| Exercise brief |
Transcribe all of the entries, matching each one exactly.

| Data extracts |

■ ■ ■ ■ ■

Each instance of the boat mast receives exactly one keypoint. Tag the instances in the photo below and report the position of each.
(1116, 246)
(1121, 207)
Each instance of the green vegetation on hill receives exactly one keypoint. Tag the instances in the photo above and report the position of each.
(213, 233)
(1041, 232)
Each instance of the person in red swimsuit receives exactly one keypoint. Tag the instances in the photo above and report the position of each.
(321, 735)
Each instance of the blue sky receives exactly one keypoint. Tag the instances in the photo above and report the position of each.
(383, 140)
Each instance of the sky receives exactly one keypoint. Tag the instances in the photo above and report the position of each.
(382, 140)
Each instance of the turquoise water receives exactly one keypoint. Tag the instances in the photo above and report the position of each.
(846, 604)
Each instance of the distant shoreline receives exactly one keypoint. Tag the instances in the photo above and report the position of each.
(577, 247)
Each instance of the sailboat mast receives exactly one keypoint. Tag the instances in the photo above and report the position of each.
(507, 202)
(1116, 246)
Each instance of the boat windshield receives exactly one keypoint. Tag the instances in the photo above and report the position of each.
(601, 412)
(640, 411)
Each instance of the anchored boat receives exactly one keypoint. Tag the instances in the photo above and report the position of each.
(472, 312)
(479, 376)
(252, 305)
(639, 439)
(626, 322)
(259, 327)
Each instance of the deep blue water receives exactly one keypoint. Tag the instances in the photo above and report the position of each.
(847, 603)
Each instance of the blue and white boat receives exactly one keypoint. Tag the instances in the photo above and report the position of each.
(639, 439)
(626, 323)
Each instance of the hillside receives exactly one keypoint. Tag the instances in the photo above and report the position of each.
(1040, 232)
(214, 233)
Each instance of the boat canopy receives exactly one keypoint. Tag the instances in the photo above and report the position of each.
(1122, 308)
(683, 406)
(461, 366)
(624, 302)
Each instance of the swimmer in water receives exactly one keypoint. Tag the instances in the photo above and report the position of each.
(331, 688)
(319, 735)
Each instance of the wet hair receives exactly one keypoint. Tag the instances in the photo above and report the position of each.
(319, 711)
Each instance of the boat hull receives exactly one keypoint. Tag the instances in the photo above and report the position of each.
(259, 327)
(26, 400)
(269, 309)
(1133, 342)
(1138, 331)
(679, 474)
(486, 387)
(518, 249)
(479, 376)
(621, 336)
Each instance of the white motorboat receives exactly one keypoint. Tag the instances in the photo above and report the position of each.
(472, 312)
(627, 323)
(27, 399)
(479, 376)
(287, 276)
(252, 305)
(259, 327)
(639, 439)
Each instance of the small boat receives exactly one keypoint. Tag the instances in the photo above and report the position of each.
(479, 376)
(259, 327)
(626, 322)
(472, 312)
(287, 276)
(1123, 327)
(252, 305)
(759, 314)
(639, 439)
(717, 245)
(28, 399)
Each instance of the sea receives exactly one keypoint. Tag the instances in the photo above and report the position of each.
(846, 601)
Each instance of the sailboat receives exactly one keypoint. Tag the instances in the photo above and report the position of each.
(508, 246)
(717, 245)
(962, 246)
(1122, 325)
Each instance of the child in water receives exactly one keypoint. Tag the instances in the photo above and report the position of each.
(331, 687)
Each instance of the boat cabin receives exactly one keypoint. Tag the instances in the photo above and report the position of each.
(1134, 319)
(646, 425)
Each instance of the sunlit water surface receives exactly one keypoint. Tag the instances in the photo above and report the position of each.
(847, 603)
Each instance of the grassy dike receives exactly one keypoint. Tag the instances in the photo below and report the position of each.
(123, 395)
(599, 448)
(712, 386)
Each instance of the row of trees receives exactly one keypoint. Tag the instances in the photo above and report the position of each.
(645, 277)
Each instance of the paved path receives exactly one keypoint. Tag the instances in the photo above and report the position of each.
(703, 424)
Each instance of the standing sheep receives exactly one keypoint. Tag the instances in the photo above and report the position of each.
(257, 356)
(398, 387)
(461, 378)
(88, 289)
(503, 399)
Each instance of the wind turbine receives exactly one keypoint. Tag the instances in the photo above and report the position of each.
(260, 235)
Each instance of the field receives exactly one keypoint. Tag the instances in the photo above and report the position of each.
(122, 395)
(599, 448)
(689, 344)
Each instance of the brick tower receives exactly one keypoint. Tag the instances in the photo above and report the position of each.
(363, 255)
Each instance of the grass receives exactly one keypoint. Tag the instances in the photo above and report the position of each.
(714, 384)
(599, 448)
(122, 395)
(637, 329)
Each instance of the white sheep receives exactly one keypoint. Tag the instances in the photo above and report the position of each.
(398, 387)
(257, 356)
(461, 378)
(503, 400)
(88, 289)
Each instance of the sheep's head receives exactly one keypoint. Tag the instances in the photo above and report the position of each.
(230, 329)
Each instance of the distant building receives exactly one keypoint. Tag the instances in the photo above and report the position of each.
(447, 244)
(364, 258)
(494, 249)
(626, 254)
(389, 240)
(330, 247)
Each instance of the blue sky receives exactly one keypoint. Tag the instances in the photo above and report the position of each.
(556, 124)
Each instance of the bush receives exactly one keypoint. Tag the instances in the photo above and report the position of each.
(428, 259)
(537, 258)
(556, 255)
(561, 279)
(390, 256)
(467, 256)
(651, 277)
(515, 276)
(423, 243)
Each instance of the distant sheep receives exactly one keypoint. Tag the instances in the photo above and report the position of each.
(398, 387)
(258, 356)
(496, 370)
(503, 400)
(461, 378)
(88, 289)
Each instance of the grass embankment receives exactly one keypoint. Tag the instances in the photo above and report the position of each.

■ ■ ■ ■ ■

| Worked solution |
Each instance of the boat mast receives exactly one keypoint. Tag the instances in the photo below and report the position of each.
(1116, 246)
(1121, 207)
Each instance of the green vegetation on hill receives exactly one keypoint. Tag the instances in the photo above and report the position of each.
(213, 233)
(1041, 232)
Each instance of the person in red swimsuit receives exactly one keypoint. Tag the instances in the photo above and report the position of each.
(321, 735)
Each instance of the blue sky receives exactly one keypoint. Tag the instances in the photo above and report the position of each.
(383, 140)
Each instance of the sky receives exactly one keypoint. Tag the instances in the photo above and report the position of each.
(382, 140)
Each instance of the turquoise water receives exactly one keypoint. Tag the instances in the photo above and report the position of each.
(846, 604)
Each instance of the distant shoreline receives exactly one keypoint. Tag the instances in the photo above and report the position of each.
(577, 247)
Each instance of the sailboat mast receives exactly one keypoint. Tag the instances in the photo above and report the position of each.
(507, 202)
(1116, 246)
Each instance of the boat windshield receives exactly one keypoint. Tag the instances in the photo above and report the position of each.
(601, 412)
(640, 411)
Each instance of the anchored boat receives exactly one keypoint. Tag the instances in the photo above and report the position of each.
(472, 312)
(479, 376)
(252, 305)
(639, 439)
(626, 322)
(259, 327)
Each instance of the deep blue water receives exactly one keypoint. Tag the instances in the photo above and report the position of each.
(847, 603)
Each instance of the blue and white boat receives exactly one keypoint. Tag the instances in the photo above and report the position of each.
(639, 439)
(626, 323)
Each instance of the hillside receives exactly one keypoint. Tag the instances in the photo above and report the position of each.
(1040, 232)
(214, 233)
Each instance of the boat canopy receives exactly one keypoint. Tag the instances in the photo above and report the position of each.
(1122, 308)
(683, 406)
(461, 366)
(624, 302)
Each instance of the swimmer in water receives exactly one keypoint. Tag the instances in the photo above and report the position of each.
(331, 688)
(319, 735)
Each instance of the wet hair receives exactly one keypoint. Tag the instances in the photo above and report the position of each.
(319, 711)
Each instance of the boat hull receives exactly one keypoint. Tag the instances in the photo above and report the position of each.
(259, 327)
(26, 400)
(269, 309)
(1133, 342)
(1138, 331)
(679, 474)
(486, 387)
(518, 249)
(479, 376)
(621, 336)
Each instance of the white motorboat receives exactly one keypoint. Tag the instances in the photo above and report the position of each.
(472, 312)
(627, 323)
(27, 399)
(479, 376)
(287, 276)
(252, 305)
(259, 327)
(639, 439)
Each instance of the small boat receives exactly one keypoint. Tag the instances in the photo above and report the position of each.
(479, 376)
(259, 327)
(626, 322)
(472, 312)
(287, 276)
(1123, 327)
(252, 305)
(759, 314)
(639, 439)
(717, 245)
(28, 399)
Each instance of the sea receives exactly one keypoint. Tag the instances in the photo above and report the position of each.
(846, 601)
Each instance of the sailboat receives exactly one keypoint. Tag the instances in the photo above and report the position of each.
(508, 246)
(717, 245)
(962, 246)
(1122, 325)
Each instance of the child in water receives exactly one keypoint. Tag the instances in the photo above and report the position of each.
(331, 687)
Each instance of the boat cabin receives exactly one keypoint. Tag the instances in the photo above and report the position of each.
(1134, 319)
(646, 425)
Each instance of the sunlit water surface receives exactly one keypoint. Tag the instances in the photo above and report the position of each.
(847, 603)
Each instance of the grassy dike receives exactly one keypoint. Tag the instances in the photo below and report the position of each.
(123, 395)
(599, 448)
(712, 386)
Each instance of the row of trees receives exactly one keypoint. Tag the instances in the photo above and report the position of each.
(645, 277)
Each instance of the paved path receives exactly one keypoint. Tag the instances in the photo above and report the position of each.
(703, 424)
Each instance of the standing sheep receives exactly one keypoint. Tag the instances in the photo above and report the position of each.
(257, 356)
(398, 387)
(461, 378)
(88, 289)
(503, 399)
Each instance of the wind turbine receives exactly one keypoint. Tag the instances in the photo above and report the position of each.
(260, 235)
Each instance of the field receives exactly one keypoint. Tag the instances in the photo above and report the position of each.
(122, 395)
(599, 448)
(689, 344)
Each instance of the brick tower receives exactly one keypoint. Tag the instances in the photo above and report the position of each.
(363, 255)
Each instance of the grass receives exactly one keypoint. Tag the instances in the photo above and report the position of each.
(714, 384)
(599, 448)
(122, 395)
(637, 329)
Each instance of the white sheep receives exactly one keypoint. Tag the instances in the photo above and report the position of each.
(398, 387)
(257, 356)
(461, 378)
(503, 400)
(88, 289)
Each instance of the sheep's head receives exactly one keypoint. Tag the instances in the photo above and report the position of each.
(230, 329)
Each instance of the distant building receives exactly one keypoint. Tag the instances in the photo above and report the position of each.
(447, 244)
(364, 258)
(494, 249)
(626, 254)
(389, 240)
(330, 247)
Each instance of the blue sky receives exactly one keypoint. Tag the instances in the photo above and report the position of each.
(556, 124)
Each instance of the bush receives exactly one keypoint. Tag the instances in the photo above and report the position of each.
(428, 259)
(537, 258)
(556, 255)
(561, 279)
(390, 256)
(467, 256)
(651, 277)
(515, 276)
(423, 243)
Each instance of the distant sheep receives exactly one keypoint. Tag the instances in the photo above and report the position of each.
(398, 387)
(258, 356)
(496, 370)
(503, 400)
(461, 378)
(88, 289)
Each instance of the grass embankment receives exactly one keypoint. Tag the instances in the photo above and report the position of each.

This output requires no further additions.